■ COMPLETE THE FOLLOWING
1. According to the Great Lakes article, how many years has the drought in the American Southwest lasted?
2. List every effect that the Great Lakes article attributes to the higher temperatures and wind brought by climate change.
3. Quote from the Great Lakes article the passage that opens with the words containing "From The Minneapolis" and closes with "under 10 feet.".

■ SUPPLIED PASSAGE
□ □ □ □ □

The great siphoning: Drought-stricken areas eye the Great Lakes — The Minneapolis Star-Tribune

Great Lakes satellite photo via Wikipedia.

From The Minneapolis Star-Tribune (Ron Way):

Lake Superior is big, all right. It and the other Great Lakes contain one-fifth of the whole world’s fresh water and, get this, hold enough to submerge the continental U.S. under 10 feet.

Those far-off onlookers thirst mightily for the Lakes’ 6.5 million billion gallons of fresh water that, to them, just sits there before running off to the ocean. Wasted.

It’s easy for us lake-landers to dismiss such thoughts, but those in the American Southwest are up against a 17-year drought that keeps getting worse. After an unusually warm winter, it’s expected to worsen still more this summer due to a dearth of mountain snow that will again leave Colorado River flow far below normal, with forecasts of dry and very hot weather à la La Niña.

What’s beyond scary is that NASA computer models indicate that the West could be facing a 50-year megadrought, the first such event since long before Europeans even knew North America existed. Moreover, higher temperatures and wind wrought by climate change dry things out and increase demand for irrigation water while at the same time increasing already problematic evaporation rates from reservoirs and canals.

□ □ □ □ □

■ SUPPLIED INFORMATION
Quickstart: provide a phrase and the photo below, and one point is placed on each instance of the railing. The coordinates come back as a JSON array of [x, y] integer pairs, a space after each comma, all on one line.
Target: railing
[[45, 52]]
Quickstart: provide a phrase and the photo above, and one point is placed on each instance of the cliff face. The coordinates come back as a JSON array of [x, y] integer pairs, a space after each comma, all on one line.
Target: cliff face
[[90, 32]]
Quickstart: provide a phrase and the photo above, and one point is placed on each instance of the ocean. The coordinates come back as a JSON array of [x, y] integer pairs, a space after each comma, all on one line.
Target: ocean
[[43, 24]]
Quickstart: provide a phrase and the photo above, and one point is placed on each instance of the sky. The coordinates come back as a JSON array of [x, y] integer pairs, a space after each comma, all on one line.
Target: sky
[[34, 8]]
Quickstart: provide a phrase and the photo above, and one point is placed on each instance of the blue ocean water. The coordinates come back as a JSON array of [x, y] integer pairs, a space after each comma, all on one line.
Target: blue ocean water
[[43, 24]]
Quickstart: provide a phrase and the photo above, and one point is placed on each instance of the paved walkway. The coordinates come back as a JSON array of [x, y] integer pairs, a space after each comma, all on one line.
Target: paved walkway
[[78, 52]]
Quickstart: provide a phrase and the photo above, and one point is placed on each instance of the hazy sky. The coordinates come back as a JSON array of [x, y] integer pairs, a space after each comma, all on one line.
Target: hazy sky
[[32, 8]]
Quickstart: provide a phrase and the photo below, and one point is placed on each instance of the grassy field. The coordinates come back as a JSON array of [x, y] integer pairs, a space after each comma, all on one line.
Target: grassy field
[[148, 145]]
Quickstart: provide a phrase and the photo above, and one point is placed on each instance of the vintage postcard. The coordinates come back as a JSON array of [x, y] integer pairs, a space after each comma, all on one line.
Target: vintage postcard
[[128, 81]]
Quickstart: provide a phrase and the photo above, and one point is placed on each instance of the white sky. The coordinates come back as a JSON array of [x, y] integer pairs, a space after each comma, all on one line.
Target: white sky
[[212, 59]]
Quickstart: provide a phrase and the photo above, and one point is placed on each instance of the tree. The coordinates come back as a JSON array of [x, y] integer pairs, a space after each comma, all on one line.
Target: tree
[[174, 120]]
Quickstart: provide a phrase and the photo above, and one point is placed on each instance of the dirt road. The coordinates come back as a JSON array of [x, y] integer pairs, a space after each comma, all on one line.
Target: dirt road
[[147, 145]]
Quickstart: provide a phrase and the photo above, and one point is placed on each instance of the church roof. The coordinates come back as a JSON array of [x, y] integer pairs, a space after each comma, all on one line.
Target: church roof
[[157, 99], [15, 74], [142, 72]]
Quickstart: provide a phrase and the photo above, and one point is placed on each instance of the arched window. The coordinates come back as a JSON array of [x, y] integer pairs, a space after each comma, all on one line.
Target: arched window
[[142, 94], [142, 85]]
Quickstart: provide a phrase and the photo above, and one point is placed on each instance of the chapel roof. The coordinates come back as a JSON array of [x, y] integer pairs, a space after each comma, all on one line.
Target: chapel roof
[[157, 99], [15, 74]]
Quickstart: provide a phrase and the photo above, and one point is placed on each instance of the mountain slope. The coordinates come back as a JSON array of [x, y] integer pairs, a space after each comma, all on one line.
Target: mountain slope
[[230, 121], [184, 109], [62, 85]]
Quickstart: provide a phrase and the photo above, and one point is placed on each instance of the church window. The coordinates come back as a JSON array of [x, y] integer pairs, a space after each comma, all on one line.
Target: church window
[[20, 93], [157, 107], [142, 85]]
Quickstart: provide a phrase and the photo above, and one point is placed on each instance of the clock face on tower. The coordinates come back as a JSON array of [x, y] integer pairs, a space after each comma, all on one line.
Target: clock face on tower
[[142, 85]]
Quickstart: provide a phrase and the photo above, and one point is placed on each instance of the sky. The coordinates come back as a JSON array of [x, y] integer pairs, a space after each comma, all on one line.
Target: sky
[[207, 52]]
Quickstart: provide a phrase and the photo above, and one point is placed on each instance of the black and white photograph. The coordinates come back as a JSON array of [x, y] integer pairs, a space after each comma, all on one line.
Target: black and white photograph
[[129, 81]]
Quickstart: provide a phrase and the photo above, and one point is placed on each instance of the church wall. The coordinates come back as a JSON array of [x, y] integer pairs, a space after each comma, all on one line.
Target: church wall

□ □ □ □ □

■ FULL SOLUTIONS
1. 17 years

2.
- They dry things out.
- They increase demand for irrigation water.
- They increase evaporation rates from reservoirs and canals.

3.
From The Minneapolis Star-Tribune (Ron Way):

Lake Superior is big, all right. It and the other Great Lakes contain one-fifth of the whole world’s fresh water and, get this, hold enough to submerge the continental U.S. under 10 feet.